* [WHAT TO PRODUCE] Print each entry word for word without images.

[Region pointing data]
# # # # # # #

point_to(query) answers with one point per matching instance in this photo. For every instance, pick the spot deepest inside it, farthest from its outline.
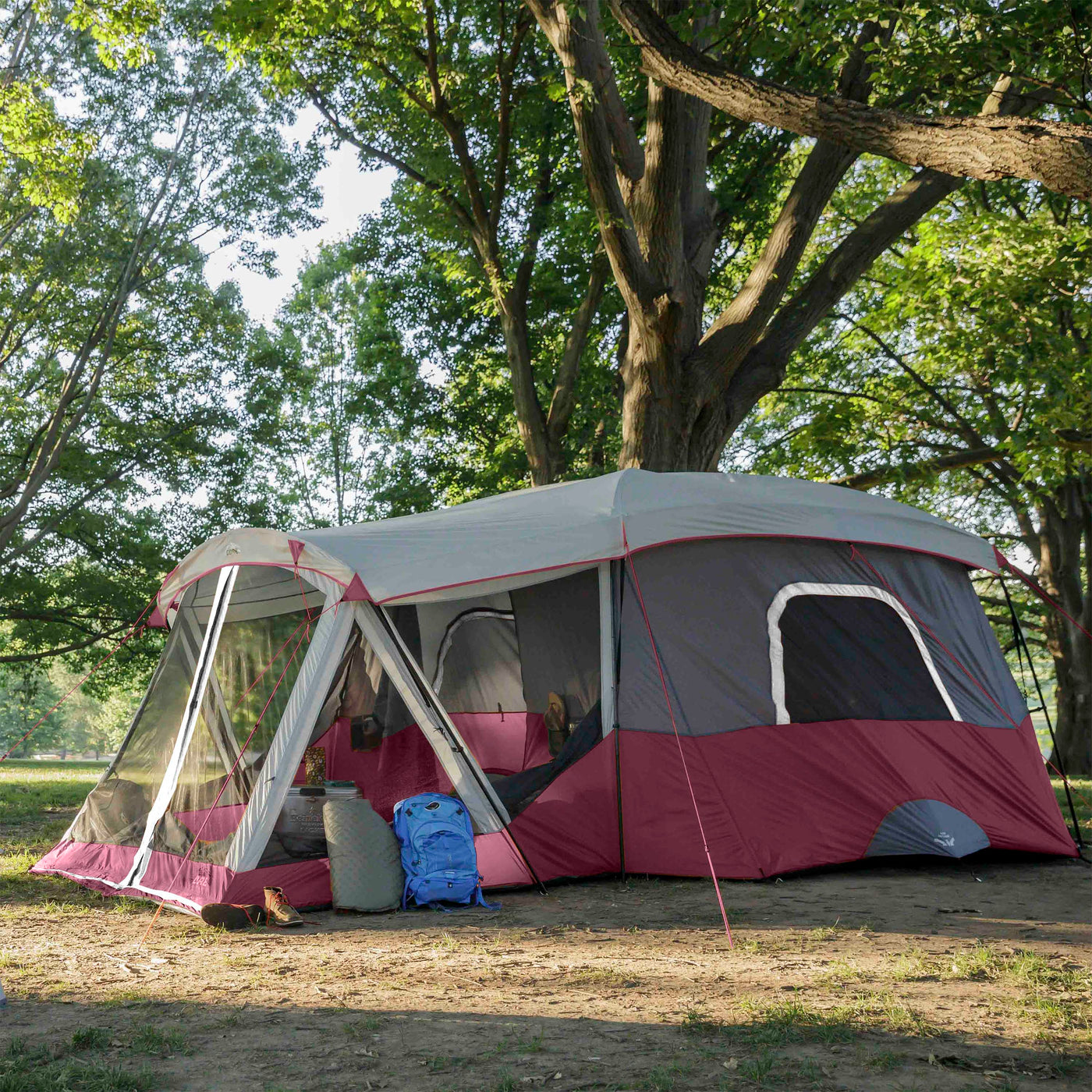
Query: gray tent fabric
(576, 522)
(931, 827)
(477, 664)
(365, 857)
(558, 628)
(544, 531)
(709, 604)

# # # # # # #

* [TASK OUTPUT]
point_to(query) answers with one point per matching instance in this photo. For every instance, pick the spot deepest inside it, farthest from its outline.
Query: gray tent fabric
(576, 522)
(931, 827)
(477, 664)
(365, 857)
(558, 628)
(544, 531)
(709, 604)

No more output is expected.